• _Условие задачи 1_
В каком году, согласно отрывку ниже о Достоевском и Викторе Гюго, вышли «Отверженные»?

• _Приведённый отрывок_
+===+

Третьим французским реалистом, оказавшим решающее воздействие на Достоевского, был Виктор Гюго. Если в молодости Достоевский восхищался им как «лириком чисто с ангельским характером, с христианским младенческим направленьем поэзии», с которым не сравнится «ни Шиллер (сколько ни христианский поэт Шиллер), ни лирик Шекспир», но «только Гомер» (1840 г. - 28 I; 69-71), то потом чувства его к Гюго слегка охладели, но пиетет перед романистом остался: «Виктор Гюго бесспорно сильнейший талант, явившийся в 19 столетии во Франции. Идея его пошла в ход; даже форма теперешнего романа французского чуть ли не принадлежит ему одному. Даже его огромные недостатки повторились чуть ли не у всех последующих французских романистов...» (20; 29)[xxvi]. Примерно то же Достоевский повторяет и в 1876г.: «У Виктора Гюго бездна страшных художественных ошибок, но зато то, что у него вышло без ошибок, равняется по высоте Шекспиру. Писатель не без таланта» (24; 119).
В послекаторжный период Достоевский больше всего ценит Гюго за гуманистичекий пафос его творчества: «Его мысль есть основная мысль всего искусства 19 столетия, и в этой мысли В.Гюго как художник был чуть ли не первым провозвестником. Это мысль христианская и высоконравственая; формула ее – восстановление погибшего человека, задавленного несправедливо гнетом обстоятельств, застоя веков и общественных предрассудков. Эта мысль – оправдание униженных и всеми отринутых парий общества.» «Он первый заявил эту идею с такой художественной силой в искусстве» (20; 28-29). Идея эта была заветной для самого Достоевского, который сделал ее центральной в своем творчестве и ждал, что она «воплотится наконец вся... в каком-нибудь таком великом произведении искусства, что выразит стремления и характеристику своего времени», подобно «Божественной комедии» (20; 29). Попытку создания такого произведения Достоевский видел в вышедших в 1862г. «Отверженных» Гюго, и возможно, преследовал ту же цель при написании «Братьев Карамазовых».

+===+

• _Данные к задаче_
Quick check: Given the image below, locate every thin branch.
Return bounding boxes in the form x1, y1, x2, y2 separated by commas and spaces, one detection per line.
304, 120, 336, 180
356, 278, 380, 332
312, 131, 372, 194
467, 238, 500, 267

+===+

• _Условие задачи 2_
Выпишите из листинга каждую строку, где есть строка «bounding». Регистр букв учитывается.

• _Решение задачи 1_
В 1862 году.

• _Решение задачи 2_
Return bounding boxes in the form x1, y1, x2, y2 separated by commas and spaces, one detection per line.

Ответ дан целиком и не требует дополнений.